**Selected extract**
◇ ◇ ◇ ◇ ◇ ◇ ◇
Saturday, August 31, 2013

City of Water Day 2013

Last July 20 was the sixth City of Water Day in New York City. Presented by the Metropolitan Waterfront Alliance, an alliance of over 700 organizations with ties to regional waterways who are working to transform the waters of New York and New Jersey Harbor into clean and accessible places to learn, work and play, with inviting parks, dependable jobs and reliable, eco-friendly transportation for all.
 MWA’s City of Water Day Festival is a free day-long celebration of the world-class potential of the water that surrounds us and brings us together.  Held on Governors Island and Liberty State Park in NJ--the event draws thousands of people from throughout the NY-NJ metropolitan region to participate in hundreds of unique, fun, and educational waterfront activities organized by MWA and its 700 Alliance Partners.   
This year's celebration included free public kayaking and rowing, fishing demonstations and some hands-on waterfront activities for kids. The highlight of the festivities, for me, were the free boat tours on historic and educational vessels. The different vessels had limited passengers and I was lucky to get tickets to two of the boat tours. 

My first ticket was in the morning aboard the yacht the Marco Polo Jewel. 
Climb aboard the Marco Polo Jewel, a glorious 120-foot yacht boasting two sprawling outdoor decks, for a scenic river cruise up the Hudson. The Jewel will sail north up the Hudson to the George Washington Bridge then return to West Harlem Piers.
◇ ◇ ◇ ◇ ◇ ◇ ◇
**Records**
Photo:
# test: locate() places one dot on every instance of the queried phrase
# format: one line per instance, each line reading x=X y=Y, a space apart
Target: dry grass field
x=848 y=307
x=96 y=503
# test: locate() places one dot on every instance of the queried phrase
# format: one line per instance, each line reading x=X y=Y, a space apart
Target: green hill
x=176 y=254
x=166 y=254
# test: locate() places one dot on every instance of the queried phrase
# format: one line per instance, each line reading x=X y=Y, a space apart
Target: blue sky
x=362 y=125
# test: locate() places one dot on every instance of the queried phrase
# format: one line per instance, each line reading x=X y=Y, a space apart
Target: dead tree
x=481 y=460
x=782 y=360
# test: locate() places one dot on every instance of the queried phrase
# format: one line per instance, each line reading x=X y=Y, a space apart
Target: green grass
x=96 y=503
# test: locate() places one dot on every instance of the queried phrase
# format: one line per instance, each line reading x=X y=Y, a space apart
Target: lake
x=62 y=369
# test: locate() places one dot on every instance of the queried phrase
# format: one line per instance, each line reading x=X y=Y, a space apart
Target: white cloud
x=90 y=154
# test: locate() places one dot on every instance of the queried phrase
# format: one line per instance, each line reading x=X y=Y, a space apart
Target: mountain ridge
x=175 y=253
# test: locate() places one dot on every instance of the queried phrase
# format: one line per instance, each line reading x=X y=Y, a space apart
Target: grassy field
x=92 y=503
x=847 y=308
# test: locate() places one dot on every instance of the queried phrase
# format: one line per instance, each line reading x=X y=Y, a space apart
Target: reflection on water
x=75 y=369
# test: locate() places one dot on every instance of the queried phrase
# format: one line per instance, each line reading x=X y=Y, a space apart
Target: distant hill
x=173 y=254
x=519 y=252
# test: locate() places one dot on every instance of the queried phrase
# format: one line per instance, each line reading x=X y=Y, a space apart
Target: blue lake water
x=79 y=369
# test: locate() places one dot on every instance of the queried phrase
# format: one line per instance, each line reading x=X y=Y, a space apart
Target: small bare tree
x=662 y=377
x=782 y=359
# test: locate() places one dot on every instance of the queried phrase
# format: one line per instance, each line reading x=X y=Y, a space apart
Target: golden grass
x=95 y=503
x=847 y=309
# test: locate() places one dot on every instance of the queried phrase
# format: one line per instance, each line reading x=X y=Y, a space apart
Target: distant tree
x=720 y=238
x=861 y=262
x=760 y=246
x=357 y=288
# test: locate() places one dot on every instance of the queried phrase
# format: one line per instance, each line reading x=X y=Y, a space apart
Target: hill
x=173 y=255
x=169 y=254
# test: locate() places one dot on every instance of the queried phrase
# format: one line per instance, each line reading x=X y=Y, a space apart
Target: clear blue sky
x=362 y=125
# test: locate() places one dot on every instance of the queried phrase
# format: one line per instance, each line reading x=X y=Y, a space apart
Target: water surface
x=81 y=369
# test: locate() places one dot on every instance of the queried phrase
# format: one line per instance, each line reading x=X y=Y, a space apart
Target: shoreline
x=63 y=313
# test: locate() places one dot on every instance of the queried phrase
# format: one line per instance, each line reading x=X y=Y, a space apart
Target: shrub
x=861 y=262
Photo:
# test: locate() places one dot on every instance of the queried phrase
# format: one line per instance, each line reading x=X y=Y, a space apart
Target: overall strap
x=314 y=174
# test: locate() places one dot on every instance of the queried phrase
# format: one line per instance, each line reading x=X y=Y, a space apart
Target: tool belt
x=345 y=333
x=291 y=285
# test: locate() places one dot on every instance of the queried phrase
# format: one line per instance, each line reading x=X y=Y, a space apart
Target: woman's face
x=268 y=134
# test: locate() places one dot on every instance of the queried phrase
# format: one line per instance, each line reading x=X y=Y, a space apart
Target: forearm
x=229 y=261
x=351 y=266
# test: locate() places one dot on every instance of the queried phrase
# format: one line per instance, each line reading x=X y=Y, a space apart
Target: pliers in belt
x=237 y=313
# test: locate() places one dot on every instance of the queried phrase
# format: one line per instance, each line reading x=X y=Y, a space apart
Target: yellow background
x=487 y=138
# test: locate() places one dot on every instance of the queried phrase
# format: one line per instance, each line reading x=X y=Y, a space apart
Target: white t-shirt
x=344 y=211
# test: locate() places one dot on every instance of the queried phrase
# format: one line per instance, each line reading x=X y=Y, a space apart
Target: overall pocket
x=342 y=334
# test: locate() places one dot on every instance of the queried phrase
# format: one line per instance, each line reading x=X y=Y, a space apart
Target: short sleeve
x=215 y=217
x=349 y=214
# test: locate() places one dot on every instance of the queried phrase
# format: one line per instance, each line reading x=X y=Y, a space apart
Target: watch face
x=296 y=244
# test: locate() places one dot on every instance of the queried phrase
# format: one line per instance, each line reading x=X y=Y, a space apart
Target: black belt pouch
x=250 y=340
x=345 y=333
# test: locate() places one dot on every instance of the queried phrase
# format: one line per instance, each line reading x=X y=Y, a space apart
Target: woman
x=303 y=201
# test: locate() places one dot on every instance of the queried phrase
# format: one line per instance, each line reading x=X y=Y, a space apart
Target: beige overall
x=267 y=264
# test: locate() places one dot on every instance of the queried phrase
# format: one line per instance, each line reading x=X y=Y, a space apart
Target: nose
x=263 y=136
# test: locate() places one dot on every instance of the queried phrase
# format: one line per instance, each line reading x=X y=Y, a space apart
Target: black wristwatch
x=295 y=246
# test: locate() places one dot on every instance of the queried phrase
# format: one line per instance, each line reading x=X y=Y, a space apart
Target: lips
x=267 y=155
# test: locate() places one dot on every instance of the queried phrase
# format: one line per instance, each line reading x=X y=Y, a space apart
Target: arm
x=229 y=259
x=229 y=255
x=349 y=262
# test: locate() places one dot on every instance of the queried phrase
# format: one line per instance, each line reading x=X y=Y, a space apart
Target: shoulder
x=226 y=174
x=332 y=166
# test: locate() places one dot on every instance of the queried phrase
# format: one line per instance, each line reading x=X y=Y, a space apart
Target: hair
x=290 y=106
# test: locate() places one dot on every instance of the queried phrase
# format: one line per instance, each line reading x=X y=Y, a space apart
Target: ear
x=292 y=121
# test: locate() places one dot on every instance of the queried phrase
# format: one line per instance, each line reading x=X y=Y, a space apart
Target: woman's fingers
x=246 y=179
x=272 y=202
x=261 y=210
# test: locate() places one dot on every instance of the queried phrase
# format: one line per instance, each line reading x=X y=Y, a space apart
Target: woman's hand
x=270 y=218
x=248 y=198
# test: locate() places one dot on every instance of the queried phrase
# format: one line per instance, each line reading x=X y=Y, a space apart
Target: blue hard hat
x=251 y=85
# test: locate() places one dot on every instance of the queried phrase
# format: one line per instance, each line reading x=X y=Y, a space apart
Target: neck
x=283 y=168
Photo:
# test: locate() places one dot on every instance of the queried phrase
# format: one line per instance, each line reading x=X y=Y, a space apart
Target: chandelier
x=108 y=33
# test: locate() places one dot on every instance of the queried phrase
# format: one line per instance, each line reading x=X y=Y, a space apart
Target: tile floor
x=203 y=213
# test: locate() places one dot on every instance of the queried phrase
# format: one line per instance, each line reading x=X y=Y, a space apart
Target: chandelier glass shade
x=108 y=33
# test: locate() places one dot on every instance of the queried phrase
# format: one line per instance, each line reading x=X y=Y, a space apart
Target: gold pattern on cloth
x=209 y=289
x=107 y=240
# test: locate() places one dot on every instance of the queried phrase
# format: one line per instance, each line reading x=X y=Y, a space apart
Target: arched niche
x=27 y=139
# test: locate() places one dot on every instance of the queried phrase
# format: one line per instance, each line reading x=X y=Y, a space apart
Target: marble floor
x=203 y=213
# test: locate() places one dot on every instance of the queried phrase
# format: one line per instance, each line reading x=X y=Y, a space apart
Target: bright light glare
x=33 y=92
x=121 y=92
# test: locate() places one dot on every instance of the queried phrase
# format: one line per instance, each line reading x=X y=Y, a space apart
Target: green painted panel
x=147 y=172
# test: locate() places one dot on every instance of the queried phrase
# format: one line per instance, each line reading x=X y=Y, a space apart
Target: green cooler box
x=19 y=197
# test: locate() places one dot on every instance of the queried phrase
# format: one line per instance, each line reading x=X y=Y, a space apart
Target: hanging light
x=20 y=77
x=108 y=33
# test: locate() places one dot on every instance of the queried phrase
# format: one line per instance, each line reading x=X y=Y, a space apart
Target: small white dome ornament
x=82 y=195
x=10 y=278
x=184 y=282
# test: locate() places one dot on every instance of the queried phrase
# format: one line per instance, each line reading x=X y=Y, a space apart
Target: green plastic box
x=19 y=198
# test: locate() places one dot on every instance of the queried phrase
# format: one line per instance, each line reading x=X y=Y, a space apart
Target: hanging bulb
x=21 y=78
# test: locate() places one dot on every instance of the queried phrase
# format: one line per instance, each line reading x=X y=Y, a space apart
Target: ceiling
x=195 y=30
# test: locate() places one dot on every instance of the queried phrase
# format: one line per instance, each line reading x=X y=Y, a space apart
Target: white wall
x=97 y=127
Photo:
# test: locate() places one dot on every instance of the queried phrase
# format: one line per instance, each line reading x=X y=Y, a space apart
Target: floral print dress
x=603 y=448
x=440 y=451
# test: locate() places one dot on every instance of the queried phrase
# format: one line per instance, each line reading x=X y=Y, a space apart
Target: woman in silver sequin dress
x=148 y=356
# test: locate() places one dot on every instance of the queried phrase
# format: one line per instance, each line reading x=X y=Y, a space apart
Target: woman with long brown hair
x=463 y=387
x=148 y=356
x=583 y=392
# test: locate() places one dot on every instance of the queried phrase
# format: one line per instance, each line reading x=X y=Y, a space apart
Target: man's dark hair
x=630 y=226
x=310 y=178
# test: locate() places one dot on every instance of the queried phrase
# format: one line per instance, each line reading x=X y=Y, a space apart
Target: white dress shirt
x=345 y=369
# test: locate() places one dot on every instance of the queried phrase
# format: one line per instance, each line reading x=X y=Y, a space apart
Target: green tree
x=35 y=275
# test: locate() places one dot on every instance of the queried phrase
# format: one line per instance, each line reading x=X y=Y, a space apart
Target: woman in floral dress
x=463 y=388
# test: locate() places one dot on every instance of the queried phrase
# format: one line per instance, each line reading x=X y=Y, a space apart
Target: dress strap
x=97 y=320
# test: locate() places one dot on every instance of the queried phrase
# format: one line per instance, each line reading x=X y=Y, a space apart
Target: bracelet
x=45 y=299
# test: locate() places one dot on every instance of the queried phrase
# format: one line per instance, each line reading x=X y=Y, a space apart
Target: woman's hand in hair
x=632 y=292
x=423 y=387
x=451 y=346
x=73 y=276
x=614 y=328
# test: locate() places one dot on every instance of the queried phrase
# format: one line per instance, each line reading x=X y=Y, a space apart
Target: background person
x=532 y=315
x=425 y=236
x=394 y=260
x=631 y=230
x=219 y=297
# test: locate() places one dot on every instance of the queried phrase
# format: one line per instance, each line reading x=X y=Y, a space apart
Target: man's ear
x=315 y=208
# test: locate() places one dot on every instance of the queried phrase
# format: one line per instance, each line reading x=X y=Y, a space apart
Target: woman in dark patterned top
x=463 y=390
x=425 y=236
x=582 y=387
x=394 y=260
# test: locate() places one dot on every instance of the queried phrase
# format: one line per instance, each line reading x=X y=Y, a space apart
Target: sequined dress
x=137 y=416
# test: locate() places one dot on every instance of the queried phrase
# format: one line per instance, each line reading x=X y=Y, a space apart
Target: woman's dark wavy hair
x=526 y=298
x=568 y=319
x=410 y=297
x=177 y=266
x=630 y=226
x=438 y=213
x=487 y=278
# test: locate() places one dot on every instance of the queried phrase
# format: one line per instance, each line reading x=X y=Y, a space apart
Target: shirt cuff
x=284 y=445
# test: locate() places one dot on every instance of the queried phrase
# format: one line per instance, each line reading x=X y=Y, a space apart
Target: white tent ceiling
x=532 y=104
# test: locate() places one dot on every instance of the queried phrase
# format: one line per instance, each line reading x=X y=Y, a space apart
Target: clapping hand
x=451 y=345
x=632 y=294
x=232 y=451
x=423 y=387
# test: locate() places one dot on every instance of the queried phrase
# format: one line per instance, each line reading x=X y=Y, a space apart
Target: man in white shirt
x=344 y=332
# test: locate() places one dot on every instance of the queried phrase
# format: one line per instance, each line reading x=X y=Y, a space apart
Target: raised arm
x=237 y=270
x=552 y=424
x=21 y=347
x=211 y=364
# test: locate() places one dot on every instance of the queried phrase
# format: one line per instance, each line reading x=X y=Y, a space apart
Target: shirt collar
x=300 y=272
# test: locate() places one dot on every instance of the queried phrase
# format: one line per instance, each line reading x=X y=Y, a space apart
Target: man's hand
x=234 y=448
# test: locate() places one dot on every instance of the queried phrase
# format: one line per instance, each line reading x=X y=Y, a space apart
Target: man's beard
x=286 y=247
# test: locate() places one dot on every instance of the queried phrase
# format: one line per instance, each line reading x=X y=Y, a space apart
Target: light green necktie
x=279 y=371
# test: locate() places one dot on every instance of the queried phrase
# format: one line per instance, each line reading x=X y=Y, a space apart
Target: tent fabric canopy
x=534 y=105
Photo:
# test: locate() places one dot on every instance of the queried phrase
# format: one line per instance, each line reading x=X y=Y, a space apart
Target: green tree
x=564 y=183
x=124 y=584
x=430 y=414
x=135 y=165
◇ ◇ ◇ ◇ ◇ ◇ ◇
**What you will do**
a) According to the City of Water Day post, what does the Metropolitan Waterfront Alliance want the harbor to offer "for all"? List each one.
b) In the City of Water Day post, how long is the Marco Polo Jewel?
c) Write out the City of Water Day post from "This year's celebration" to "the boat tours.".

**Answers for the tasks**
a)
- Inviting parks
- Dependable jobs
- Reliable, eco-friendly transportation

b) 120 feet.

c)
This year's celebration included free public kayaking and rowing, fishing demonstations and some hands-on waterfront activities for kids. The highlight of the festivities, for me, were the free boat tours on historic and educational vessels. The different vessels had limited passengers and I was lucky to get tickets to two of the boat tours.